-- start of Extracted data --

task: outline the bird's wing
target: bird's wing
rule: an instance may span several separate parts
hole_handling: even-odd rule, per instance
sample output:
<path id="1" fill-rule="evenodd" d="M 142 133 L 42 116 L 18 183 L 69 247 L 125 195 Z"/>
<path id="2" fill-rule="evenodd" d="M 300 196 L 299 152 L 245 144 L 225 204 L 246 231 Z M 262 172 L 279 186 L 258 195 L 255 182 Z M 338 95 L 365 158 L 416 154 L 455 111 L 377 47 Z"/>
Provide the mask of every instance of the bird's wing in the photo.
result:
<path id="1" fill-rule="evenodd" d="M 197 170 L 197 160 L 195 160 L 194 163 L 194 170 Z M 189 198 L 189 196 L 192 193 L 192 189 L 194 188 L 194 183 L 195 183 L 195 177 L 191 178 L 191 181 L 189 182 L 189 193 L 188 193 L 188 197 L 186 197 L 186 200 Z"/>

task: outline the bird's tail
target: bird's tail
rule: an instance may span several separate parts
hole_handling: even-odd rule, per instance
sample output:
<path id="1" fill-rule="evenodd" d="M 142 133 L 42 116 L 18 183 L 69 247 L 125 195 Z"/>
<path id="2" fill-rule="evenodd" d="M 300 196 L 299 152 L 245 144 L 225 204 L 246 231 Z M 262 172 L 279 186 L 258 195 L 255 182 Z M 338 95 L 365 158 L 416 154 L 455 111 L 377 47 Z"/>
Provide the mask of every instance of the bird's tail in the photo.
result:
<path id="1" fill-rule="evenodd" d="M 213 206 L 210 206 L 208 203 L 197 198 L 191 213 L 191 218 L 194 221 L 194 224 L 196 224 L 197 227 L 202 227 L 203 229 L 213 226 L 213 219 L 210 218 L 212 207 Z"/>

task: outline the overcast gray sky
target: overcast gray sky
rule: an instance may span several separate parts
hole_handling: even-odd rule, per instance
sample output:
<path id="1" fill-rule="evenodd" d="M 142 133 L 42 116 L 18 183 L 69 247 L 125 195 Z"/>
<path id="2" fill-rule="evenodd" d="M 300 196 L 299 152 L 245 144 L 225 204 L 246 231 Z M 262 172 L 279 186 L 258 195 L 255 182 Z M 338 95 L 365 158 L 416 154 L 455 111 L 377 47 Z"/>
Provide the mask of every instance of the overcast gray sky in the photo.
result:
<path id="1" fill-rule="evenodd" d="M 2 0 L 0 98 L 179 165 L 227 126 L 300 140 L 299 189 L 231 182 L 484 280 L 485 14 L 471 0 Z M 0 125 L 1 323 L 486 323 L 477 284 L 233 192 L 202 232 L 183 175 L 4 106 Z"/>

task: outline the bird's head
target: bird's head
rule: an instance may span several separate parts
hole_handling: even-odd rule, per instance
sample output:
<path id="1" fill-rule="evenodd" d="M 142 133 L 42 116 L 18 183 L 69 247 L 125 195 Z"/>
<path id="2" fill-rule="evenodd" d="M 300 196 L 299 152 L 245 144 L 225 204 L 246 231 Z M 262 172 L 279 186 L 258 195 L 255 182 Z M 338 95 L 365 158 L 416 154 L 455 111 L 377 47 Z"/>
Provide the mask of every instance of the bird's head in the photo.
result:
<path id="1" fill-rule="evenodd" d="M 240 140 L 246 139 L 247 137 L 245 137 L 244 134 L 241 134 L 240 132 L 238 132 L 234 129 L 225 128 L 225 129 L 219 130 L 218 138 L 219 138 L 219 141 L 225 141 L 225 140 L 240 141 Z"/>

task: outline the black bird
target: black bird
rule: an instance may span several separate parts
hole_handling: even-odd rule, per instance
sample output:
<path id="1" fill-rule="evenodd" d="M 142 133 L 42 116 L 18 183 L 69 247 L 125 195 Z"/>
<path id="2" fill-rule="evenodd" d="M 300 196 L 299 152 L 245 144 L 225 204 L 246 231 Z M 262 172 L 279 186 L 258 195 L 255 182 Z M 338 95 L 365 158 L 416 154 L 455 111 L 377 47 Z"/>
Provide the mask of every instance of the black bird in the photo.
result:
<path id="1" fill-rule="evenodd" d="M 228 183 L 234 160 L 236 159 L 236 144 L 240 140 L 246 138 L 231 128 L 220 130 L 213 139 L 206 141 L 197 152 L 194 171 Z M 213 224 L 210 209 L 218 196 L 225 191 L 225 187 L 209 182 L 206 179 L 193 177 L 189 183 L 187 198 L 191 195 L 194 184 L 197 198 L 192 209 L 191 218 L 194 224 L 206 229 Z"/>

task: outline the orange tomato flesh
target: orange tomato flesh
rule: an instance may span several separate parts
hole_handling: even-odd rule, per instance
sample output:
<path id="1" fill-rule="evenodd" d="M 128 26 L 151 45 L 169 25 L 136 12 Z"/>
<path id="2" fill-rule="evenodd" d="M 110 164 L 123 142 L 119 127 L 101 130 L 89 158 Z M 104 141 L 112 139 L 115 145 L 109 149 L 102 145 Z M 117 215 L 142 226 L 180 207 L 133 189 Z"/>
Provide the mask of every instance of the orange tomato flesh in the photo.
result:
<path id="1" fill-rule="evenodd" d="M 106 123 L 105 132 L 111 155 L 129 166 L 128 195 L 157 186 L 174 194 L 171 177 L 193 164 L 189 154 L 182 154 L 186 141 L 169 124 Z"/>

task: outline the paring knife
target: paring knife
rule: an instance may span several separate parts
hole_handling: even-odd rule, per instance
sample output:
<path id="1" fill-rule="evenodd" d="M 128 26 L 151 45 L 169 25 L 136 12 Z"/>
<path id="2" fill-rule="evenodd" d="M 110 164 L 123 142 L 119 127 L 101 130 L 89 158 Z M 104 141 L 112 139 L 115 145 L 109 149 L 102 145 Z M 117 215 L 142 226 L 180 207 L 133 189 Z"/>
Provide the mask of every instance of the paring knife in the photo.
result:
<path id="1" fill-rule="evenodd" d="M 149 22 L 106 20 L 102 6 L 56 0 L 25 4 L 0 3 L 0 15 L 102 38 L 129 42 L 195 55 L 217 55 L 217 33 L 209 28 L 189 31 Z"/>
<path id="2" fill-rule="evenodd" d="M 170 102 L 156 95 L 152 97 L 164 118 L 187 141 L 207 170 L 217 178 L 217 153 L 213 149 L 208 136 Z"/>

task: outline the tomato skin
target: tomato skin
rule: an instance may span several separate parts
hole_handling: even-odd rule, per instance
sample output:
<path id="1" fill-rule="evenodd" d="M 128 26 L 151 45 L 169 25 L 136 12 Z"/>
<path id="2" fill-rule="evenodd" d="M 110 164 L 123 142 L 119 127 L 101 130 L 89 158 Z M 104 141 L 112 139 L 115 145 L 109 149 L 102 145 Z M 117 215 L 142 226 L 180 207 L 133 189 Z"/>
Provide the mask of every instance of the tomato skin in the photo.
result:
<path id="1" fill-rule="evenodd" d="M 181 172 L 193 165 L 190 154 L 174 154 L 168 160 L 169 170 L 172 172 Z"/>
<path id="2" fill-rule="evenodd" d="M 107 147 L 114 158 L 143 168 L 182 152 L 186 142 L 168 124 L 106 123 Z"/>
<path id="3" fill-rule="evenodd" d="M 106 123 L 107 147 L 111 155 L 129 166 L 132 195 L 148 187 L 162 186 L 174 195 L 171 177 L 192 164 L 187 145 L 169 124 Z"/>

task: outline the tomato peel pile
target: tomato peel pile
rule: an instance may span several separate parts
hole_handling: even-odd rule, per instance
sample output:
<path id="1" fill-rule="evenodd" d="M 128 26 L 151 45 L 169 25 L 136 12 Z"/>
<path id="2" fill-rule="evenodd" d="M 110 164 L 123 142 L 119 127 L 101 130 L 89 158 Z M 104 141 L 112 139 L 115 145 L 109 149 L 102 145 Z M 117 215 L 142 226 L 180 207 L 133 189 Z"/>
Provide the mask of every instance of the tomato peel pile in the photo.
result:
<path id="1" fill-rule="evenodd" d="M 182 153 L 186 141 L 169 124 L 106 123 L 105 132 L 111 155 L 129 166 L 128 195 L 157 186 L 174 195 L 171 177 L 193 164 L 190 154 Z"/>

-- end of Extracted data --

**What to do:** Can you rewrite the records from the line that has "task: outline the tomato skin" through the end of the records, changing "separate" to "disjoint" and leaving everything else as it is?

**Solution to the exercise:**
task: outline the tomato skin
target: tomato skin
rule: an instance may span several disjoint parts
hole_handling: even-odd rule, per instance
sample output:
<path id="1" fill-rule="evenodd" d="M 128 26 L 151 45 L 169 25 L 136 12 Z"/>
<path id="2" fill-rule="evenodd" d="M 110 164 L 123 142 L 119 127 L 101 130 L 89 158 Z M 104 141 L 112 139 L 115 145 L 109 149 L 102 145 Z M 117 215 L 142 226 L 180 207 L 133 189 Z"/>
Provide the mask of every instance of the tomato skin in the photo.
result:
<path id="1" fill-rule="evenodd" d="M 181 172 L 193 165 L 190 154 L 174 154 L 168 160 L 169 170 L 172 172 Z"/>
<path id="2" fill-rule="evenodd" d="M 107 147 L 114 158 L 143 168 L 182 152 L 186 142 L 168 124 L 106 123 Z"/>
<path id="3" fill-rule="evenodd" d="M 106 123 L 107 147 L 111 155 L 129 166 L 132 195 L 148 187 L 162 186 L 174 195 L 171 177 L 192 164 L 187 145 L 169 124 Z"/>

task: outline the tomato peel pile
target: tomato peel pile
rule: an instance may span several disjoint parts
hole_handling: even-odd rule, per instance
sample output:
<path id="1" fill-rule="evenodd" d="M 128 26 L 151 45 L 169 25 L 136 12 Z"/>
<path id="2" fill-rule="evenodd" d="M 110 164 L 123 142 L 119 127 L 101 130 L 89 158 Z M 104 141 L 112 139 L 115 145 L 109 149 L 102 145 Z M 117 215 L 142 226 L 180 207 L 133 189 Z"/>
Provide the mask of every instance of the tomato peel pile in the photo.
result:
<path id="1" fill-rule="evenodd" d="M 182 153 L 186 141 L 169 124 L 106 123 L 105 132 L 111 155 L 129 166 L 128 195 L 157 186 L 174 195 L 171 177 L 193 164 L 190 154 Z"/>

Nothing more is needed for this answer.